Toda tensão do prazo, correrias de última hora (por melhor que tenha sido o planejamento), imprevistos e fornecedores nos causam um cansaço inesquecível.

Jurei a mim mesma que não faço mais acompanhamento de produção de exposição para não repetir esta situação. Mas tem seu momento mágico: visualizar no espaço toda experiência planejada no papel ou no monitor do computador, concretizar o projeto em escala real, é maravilhoso.

Este momento é de calma e de conformação. O que se concretizou é o que será dividido com o público. Alguma reflexões, certezas e arrependimentos nascem nesta hora.

Resolvi registrar este momento em uma mostra do Cristiano Mascaro na qual acompanhei a montagem e sugeri algumas coisas na edição, portanto, estava mais tranquila do que numa montagem onde o projeto fosse inteiramente de minha responsabilidade. Fiz isso também em outras mostras.

Levei um gravador de fita (!?) bem antiguinho, e propus uma entrevista ao Cristiano, durante a montagem da mostra e do lançamento do livro “Luzes da Cidade”, realizados no MASP em 1996.

Era um ano em que eu ainda dividia o escritório com o estúdio do Leonardo Crescenti e o escritório de arquitetura do Felipe Crescenti na Vila Madalena. Neste escritório, tínhamos uma assistente que era formada em Engenharia e pedi a ela que digitasse (computador era coisa pra “especialistas” ) a entrevista que eu transcrevi à mão.

• _OBJETIVO A_: Reescreva, com os pedidos, só a parte dos registros que começa na linha com "Can you find the front wheel" e vai até o fim dos registros, ampliando 1,8 vezes apenas as coordenadas das respostas e arredondando para inteiros, com meio para cima. Deixe as imagens de fora da resposta.
O trecho e os registros vêm de fontes diferentes.

• _DADOS EXIBIDOS_:
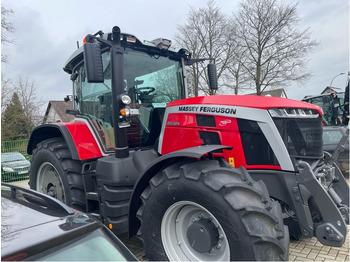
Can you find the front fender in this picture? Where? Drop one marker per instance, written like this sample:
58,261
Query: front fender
157,165
80,140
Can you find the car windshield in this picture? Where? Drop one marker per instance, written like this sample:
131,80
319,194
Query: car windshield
10,157
93,247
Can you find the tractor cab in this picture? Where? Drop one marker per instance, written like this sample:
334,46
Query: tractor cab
151,77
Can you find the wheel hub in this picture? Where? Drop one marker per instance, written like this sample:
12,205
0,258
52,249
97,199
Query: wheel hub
51,190
202,235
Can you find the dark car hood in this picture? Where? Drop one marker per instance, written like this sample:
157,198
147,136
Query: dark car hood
23,226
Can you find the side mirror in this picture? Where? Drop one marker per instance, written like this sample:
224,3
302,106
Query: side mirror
93,63
213,78
326,101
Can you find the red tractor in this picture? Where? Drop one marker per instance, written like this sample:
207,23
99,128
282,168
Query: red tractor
204,178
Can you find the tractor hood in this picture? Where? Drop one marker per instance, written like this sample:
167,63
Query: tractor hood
251,101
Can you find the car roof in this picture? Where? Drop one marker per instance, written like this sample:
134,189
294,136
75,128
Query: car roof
27,216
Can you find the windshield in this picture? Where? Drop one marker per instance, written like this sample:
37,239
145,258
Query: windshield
150,81
96,246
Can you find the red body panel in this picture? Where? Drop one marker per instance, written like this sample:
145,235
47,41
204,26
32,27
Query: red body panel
259,102
84,141
181,130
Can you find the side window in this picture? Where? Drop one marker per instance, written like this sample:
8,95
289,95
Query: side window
94,102
256,148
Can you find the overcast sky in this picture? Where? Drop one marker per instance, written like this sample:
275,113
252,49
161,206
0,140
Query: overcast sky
47,31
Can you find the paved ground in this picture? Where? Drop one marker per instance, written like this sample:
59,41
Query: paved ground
304,250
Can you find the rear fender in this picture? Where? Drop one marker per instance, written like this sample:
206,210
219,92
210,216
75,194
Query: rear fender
157,165
79,138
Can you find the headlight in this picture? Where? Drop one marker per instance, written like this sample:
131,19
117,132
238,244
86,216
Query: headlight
7,169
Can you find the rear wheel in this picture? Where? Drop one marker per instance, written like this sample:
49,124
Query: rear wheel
206,210
55,173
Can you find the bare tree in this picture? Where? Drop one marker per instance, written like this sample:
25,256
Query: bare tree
275,50
31,104
204,35
6,27
6,91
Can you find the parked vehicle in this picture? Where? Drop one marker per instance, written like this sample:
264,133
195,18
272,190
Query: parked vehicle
35,226
14,166
332,136
203,178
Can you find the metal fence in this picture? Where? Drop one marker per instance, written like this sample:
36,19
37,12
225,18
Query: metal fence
15,162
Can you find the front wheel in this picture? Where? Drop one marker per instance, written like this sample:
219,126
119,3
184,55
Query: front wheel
55,173
208,211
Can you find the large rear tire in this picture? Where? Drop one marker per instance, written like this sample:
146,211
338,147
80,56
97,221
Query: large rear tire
53,172
206,210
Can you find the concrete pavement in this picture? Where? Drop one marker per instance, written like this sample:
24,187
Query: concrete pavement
308,249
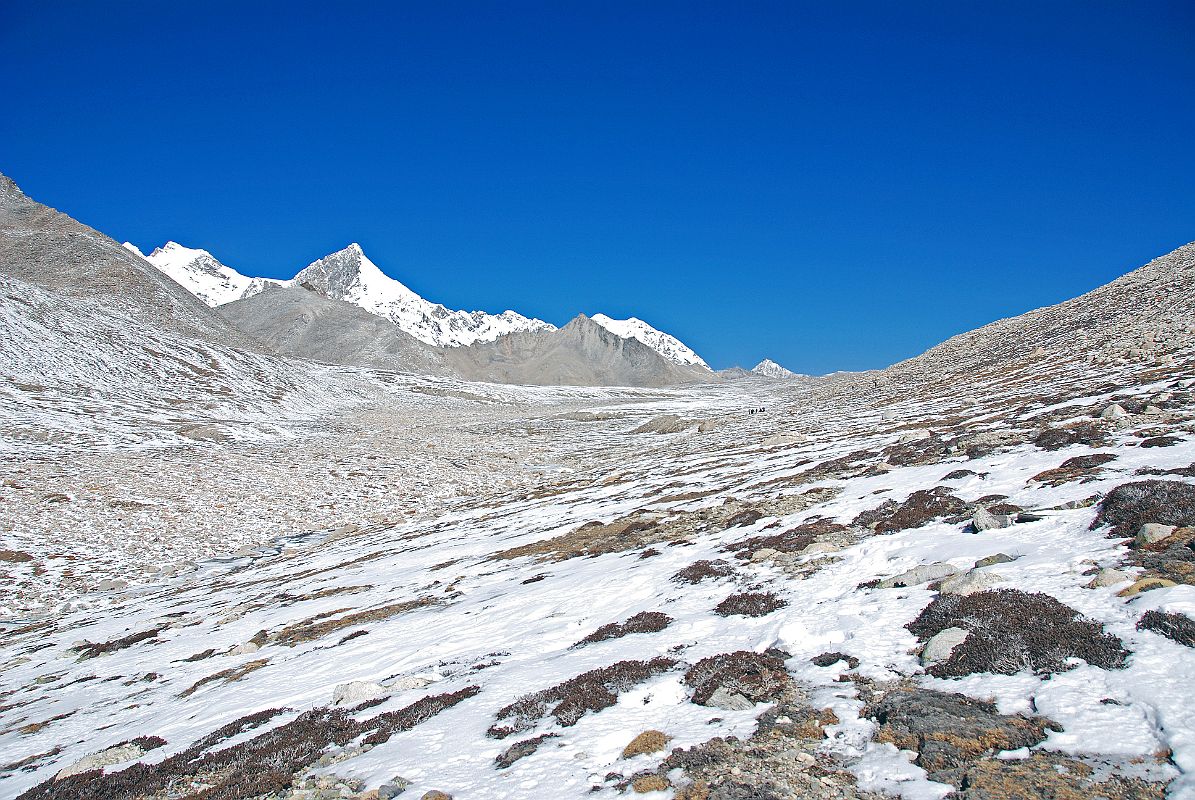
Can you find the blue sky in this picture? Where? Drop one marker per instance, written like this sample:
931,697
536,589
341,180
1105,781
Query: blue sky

• _OBJETIVO B_: Segundo o trecho, onde e em que ano foram feitos a mostra e o lançamento do livro "Luzes da Cidade"?

• _RESPOSTA CERTA A_:
Can you find the front wheel in this picture? Where? Drop one marker per instance, written like this sample:
219,126
119,3
184,55
Query: front wheel
99,311
374,380
Can you find the large rear tire in this picture? Where? Drop one marker per instance, written like this sample:
146,211
338,147
80,56
97,221
Query: large rear tire
95,310
371,378
Can you find the concrete pavement in this picture? Where? Drop one marker per instance, written like this sample:
24,187
Query: concrete pavement
554,448
Can you find the blue sky in this picture? Where? Drop one marker per instance, written like this sample:
931,697
536,589
341,180
1105,781
Query: blue sky

• _RESPOSTA CERTA B_: No MASP, em 1996.